* EXERCISE AIM
Rewrite the material below, swapping each occurrence of "positive clicks" for "foreground clicks" and changing nothing else.

(Beginning of EXERCISE MATERIAL)

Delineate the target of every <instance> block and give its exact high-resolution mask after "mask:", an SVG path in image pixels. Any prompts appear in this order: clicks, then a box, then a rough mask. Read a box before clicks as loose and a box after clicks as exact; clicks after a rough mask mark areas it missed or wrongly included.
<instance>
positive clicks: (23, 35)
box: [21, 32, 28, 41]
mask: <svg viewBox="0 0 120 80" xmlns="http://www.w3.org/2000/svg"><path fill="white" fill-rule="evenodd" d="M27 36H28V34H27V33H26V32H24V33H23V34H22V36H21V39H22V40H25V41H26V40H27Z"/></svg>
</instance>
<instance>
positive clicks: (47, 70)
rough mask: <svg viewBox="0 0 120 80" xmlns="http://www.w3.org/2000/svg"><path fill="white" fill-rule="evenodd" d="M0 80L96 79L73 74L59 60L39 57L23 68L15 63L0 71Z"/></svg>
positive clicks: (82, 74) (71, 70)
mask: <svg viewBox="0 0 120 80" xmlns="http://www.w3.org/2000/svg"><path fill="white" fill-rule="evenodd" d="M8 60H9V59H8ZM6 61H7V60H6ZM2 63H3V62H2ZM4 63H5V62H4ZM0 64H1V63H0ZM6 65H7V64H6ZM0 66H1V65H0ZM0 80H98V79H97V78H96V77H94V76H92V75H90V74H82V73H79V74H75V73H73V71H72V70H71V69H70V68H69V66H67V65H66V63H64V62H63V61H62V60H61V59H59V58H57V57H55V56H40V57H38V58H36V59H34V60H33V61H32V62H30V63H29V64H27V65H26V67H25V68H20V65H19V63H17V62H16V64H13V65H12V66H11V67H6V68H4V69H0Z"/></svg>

(End of EXERCISE MATERIAL)

* RESPONSE BELOW
Delineate the target of every <instance> block and give its exact high-resolution mask after "mask:", an SVG path in image pixels. Any prompts appear in this order: clicks, then a box, then a rough mask. Read a box before clicks as loose and a box after clicks as exact; clicks after a rough mask mark areas it missed or wrongly included.
<instance>
foreground clicks: (23, 35)
box: [21, 32, 28, 41]
mask: <svg viewBox="0 0 120 80" xmlns="http://www.w3.org/2000/svg"><path fill="white" fill-rule="evenodd" d="M27 36H28V34H27V33H26V32H24V33H23V34H22V36H21V39H22V40H25V41H26V40H27Z"/></svg>
</instance>
<instance>
foreground clicks: (47, 70)
rough mask: <svg viewBox="0 0 120 80" xmlns="http://www.w3.org/2000/svg"><path fill="white" fill-rule="evenodd" d="M0 80L96 79L73 74L59 60L39 57L23 68L15 63L0 71Z"/></svg>
foreground clicks: (82, 74) (71, 70)
mask: <svg viewBox="0 0 120 80" xmlns="http://www.w3.org/2000/svg"><path fill="white" fill-rule="evenodd" d="M8 60H9V59H8ZM6 61H7V60H6ZM2 63H3V62H2ZM4 63H5V62H4ZM0 64H1V63H0ZM6 65H7V64H6ZM0 66H1V65H0ZM0 80H98V79H97V78H96V77H94V76H92V75H90V74H82V73H79V74H75V73H73V71H72V70H71V69H70V68H69V66H67V65H66V63H64V62H63V61H62V60H61V59H59V58H57V57H55V56H40V57H38V58H36V59H34V60H33V61H32V62H30V63H29V64H27V65H26V67H25V68H20V65H19V63H17V62H16V64H13V65H12V66H11V67H6V68H4V69H0Z"/></svg>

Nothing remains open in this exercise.